━━ Material

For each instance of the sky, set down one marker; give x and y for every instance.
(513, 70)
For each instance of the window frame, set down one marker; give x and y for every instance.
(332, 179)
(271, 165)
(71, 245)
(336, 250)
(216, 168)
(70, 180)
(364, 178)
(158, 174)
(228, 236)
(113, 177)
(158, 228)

━━━━

(Stated goal):
Write out every item above verbatim, keeping each line unchanged.

(Solved problem):
For each instance of the sky, set down one marker; give x and y for every instance.
(513, 70)
For each instance of the window frame, set down one marker; give x and y for every instance.
(332, 179)
(271, 165)
(71, 245)
(336, 250)
(216, 168)
(70, 180)
(364, 178)
(158, 174)
(228, 236)
(113, 177)
(158, 228)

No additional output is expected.